(Dataset entries)
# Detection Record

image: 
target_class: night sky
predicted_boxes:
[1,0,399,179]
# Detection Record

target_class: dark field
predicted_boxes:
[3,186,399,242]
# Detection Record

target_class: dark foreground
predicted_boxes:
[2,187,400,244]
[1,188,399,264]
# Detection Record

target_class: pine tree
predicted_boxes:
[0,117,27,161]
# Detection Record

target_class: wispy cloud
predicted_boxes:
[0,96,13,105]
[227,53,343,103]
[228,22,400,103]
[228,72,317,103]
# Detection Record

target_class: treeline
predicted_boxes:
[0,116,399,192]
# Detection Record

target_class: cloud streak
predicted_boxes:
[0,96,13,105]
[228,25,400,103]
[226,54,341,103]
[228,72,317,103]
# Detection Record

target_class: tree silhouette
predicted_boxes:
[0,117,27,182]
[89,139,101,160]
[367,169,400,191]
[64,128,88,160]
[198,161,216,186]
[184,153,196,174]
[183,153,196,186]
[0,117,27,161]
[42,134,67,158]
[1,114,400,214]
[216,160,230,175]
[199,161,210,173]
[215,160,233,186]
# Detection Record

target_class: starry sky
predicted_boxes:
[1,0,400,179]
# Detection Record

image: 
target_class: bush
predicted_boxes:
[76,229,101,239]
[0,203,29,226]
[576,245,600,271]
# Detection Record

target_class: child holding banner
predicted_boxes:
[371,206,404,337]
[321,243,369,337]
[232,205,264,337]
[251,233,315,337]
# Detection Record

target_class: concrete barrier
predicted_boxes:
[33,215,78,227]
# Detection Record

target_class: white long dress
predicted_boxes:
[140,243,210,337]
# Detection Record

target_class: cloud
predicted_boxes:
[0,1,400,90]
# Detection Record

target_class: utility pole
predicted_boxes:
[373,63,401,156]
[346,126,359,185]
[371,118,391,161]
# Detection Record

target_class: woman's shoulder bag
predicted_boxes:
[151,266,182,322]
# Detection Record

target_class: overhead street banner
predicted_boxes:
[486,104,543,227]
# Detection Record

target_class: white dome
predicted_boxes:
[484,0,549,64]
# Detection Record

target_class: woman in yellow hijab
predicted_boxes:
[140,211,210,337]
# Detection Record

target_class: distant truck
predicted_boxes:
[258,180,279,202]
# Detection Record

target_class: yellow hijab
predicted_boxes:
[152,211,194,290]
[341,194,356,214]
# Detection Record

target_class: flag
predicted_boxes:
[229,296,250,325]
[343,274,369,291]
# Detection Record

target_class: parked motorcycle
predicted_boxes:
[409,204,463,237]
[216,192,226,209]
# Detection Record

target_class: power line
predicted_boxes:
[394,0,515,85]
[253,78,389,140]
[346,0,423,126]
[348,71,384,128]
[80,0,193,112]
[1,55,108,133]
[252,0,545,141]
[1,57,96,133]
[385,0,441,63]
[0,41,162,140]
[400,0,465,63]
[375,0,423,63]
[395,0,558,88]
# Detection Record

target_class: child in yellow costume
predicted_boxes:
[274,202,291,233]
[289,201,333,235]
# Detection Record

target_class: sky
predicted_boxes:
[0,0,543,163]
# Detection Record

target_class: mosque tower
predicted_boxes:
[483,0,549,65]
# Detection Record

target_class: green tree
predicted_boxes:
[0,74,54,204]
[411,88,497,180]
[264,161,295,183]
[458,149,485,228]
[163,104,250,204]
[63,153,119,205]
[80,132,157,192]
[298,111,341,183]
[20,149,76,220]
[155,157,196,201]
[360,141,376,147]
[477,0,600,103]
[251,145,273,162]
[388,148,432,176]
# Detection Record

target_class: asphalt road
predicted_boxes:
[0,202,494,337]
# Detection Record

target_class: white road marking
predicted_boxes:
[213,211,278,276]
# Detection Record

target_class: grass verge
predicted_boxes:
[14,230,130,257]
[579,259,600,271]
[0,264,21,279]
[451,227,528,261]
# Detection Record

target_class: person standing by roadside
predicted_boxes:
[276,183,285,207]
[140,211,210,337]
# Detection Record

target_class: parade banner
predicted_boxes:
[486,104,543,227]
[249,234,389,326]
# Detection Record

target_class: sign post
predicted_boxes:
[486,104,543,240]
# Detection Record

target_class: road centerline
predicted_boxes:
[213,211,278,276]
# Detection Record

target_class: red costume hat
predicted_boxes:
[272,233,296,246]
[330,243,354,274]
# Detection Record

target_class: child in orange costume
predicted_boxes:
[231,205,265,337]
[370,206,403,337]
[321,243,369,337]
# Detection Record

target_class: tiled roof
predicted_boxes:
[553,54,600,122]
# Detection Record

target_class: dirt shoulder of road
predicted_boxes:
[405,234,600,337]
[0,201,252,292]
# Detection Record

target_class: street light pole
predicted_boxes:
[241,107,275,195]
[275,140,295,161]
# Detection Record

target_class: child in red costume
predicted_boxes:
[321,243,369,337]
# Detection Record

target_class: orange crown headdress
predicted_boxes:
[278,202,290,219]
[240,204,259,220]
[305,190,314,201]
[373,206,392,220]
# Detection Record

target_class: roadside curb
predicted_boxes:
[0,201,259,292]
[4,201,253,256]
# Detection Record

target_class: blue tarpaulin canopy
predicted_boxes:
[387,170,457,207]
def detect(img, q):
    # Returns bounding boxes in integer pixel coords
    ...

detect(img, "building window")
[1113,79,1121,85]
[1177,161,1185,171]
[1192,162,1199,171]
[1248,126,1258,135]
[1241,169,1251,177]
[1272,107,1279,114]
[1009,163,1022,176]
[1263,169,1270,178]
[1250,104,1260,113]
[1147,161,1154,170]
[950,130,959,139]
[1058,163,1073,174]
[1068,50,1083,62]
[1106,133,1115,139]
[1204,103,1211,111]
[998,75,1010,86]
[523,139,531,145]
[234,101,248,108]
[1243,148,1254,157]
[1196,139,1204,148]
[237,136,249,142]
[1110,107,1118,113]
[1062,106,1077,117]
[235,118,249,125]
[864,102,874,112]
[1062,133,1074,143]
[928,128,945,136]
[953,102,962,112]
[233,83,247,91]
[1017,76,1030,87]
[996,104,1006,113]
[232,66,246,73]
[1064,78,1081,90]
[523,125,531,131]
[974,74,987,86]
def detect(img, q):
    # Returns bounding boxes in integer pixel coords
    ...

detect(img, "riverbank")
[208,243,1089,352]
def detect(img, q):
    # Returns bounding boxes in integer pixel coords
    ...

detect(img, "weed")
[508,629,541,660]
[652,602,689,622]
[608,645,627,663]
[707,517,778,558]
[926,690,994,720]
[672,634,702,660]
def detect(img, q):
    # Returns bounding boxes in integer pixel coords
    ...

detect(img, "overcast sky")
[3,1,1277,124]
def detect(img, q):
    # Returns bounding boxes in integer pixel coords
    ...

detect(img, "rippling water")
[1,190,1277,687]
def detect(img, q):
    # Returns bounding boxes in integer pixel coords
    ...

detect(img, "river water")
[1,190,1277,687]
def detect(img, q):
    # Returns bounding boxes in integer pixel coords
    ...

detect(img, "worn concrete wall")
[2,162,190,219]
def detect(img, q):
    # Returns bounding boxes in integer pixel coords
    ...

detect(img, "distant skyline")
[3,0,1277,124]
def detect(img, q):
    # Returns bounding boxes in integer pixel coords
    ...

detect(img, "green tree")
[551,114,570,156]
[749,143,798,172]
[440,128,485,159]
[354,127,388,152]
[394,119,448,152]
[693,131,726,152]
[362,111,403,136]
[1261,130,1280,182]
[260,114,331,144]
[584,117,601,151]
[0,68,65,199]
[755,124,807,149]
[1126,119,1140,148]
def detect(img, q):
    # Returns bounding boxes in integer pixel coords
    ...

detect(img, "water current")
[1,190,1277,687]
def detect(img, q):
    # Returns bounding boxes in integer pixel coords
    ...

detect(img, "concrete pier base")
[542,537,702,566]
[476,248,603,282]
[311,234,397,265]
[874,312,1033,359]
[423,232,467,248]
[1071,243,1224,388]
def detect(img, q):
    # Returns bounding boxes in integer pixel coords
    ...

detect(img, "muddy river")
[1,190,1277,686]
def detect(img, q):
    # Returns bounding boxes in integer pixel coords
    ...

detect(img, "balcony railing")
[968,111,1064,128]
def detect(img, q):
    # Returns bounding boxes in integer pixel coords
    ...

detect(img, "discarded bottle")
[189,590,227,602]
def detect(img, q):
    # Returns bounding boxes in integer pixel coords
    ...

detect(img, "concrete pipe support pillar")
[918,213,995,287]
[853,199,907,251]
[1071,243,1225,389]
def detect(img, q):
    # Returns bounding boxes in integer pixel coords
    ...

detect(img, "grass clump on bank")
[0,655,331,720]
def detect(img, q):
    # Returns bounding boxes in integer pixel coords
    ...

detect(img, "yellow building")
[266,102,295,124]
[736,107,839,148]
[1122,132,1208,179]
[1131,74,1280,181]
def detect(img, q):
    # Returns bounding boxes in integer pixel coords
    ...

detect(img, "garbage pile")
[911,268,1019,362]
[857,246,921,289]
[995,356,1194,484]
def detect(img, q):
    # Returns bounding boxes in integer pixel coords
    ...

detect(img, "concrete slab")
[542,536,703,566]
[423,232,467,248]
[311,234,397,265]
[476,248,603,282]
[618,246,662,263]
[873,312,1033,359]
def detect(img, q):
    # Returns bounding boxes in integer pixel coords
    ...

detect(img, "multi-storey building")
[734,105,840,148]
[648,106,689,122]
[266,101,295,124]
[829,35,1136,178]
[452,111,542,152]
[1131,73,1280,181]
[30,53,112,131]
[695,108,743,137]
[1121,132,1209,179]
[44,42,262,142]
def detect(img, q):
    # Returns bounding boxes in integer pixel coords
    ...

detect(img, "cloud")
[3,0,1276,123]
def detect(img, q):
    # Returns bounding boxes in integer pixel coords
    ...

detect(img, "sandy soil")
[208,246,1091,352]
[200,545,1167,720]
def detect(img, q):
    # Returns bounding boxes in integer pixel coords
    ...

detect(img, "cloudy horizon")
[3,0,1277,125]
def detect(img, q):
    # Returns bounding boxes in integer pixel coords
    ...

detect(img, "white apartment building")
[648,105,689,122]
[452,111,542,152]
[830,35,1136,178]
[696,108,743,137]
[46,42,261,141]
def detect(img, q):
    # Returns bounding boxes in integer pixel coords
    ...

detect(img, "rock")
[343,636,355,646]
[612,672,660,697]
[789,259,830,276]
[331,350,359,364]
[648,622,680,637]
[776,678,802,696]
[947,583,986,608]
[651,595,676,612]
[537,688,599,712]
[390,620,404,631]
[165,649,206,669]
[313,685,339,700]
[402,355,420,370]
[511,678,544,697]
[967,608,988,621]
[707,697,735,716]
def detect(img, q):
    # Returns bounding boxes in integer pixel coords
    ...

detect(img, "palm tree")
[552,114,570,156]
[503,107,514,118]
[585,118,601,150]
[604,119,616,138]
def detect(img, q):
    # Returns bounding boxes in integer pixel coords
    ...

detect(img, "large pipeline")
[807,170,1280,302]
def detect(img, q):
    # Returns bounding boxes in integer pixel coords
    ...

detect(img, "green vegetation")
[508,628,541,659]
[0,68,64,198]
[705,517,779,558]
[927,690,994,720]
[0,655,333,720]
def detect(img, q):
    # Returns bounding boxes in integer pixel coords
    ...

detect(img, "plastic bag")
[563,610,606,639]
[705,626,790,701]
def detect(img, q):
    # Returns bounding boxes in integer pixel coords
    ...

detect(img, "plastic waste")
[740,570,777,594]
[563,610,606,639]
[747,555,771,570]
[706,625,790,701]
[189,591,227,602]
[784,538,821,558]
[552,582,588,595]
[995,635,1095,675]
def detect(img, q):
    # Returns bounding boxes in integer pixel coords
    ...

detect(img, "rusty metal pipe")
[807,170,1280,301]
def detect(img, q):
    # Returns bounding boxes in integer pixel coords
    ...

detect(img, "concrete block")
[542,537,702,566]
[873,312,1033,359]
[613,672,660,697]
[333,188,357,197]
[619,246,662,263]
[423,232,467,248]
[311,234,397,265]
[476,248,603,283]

WHAT YOU ARE ASKED TO DO
Show all lines above holding the word "hijab".

RESULT
target_class: woman in yellow hijab
target_class: yellow hijab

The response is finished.